§ **MATERIAL TO PROCESS**:
----

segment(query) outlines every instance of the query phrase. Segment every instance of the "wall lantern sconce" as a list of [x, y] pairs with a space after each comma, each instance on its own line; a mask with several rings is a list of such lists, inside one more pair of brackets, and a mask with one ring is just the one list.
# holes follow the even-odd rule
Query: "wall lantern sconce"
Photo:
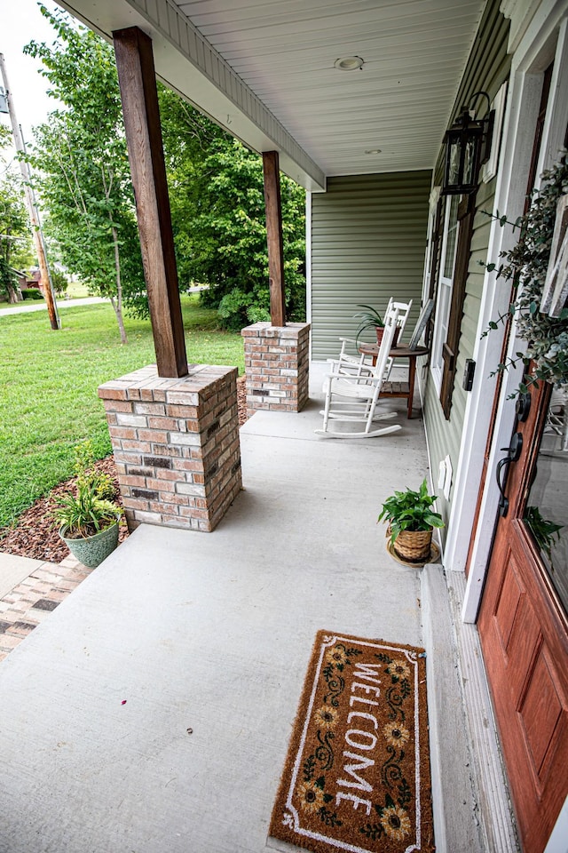
[[476, 119], [470, 107], [463, 107], [462, 115], [446, 132], [446, 172], [443, 195], [467, 195], [477, 188], [479, 167], [489, 159], [495, 111], [486, 92], [476, 92], [470, 103], [479, 95], [487, 99], [487, 116]]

----

§ **PROBLEM**: Extract every line of the data above word for word, but leave out the pictures.

§ **PROBLEM SOLUTION**:
segment(query) outlines every instance of the query phrase. Segment every instance of the "wall lantern sconce" as a list of [x, y] pairs with a space after each comma, each instance on its own line; a mask with several rings is a list of such lists, inside one more pair of brackets, and a mask with one ring is just the one list.
# holes follow the even-odd rule
Query: "wall lantern sconce"
Photo:
[[476, 119], [470, 107], [463, 107], [462, 115], [446, 132], [446, 172], [443, 195], [467, 195], [477, 188], [479, 167], [489, 159], [495, 111], [486, 92], [476, 92], [470, 103], [479, 95], [487, 99], [487, 116]]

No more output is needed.